Extracted information

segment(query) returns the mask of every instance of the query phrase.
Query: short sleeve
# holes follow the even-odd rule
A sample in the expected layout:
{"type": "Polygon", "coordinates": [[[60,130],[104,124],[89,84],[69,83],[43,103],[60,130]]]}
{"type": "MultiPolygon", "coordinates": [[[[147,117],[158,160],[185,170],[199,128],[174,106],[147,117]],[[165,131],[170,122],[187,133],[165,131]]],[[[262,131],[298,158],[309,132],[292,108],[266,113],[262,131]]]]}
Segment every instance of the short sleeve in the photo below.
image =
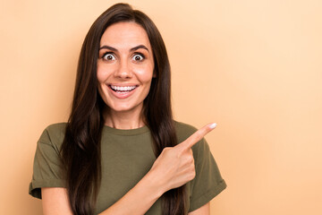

Short task
Format every line of the material above as a Markdown table with the columns "Number" and "Content", giving each line's position in the first column and the line itself in the second. Skip blank lines and leave out the pictures.

Complete response
| Number | Content |
|---|---|
| 1 | segment(query) returns the mask of every instance of the query phrase. |
| 2 | Query: short sleeve |
| 3 | # holes follow the even-odd rule |
| 4 | A sample in the expected layout: |
| 5 | {"type": "Polygon", "coordinates": [[[60,130],[104,124],[89,84],[69,83],[43,103],[60,130]]]} |
| 6 | {"type": "MultiPolygon", "coordinates": [[[[147,117],[158,160],[185,170],[199,128],[174,106],[147,117]],[[165,131],[170,122],[187,133],[165,131]]],[[[262,131],[298,158],[309,132],[292,108],[266,113],[262,131]]]]} |
| 7 | Segment every instance of the short sleeve in the photo below. |
| 8 | image = |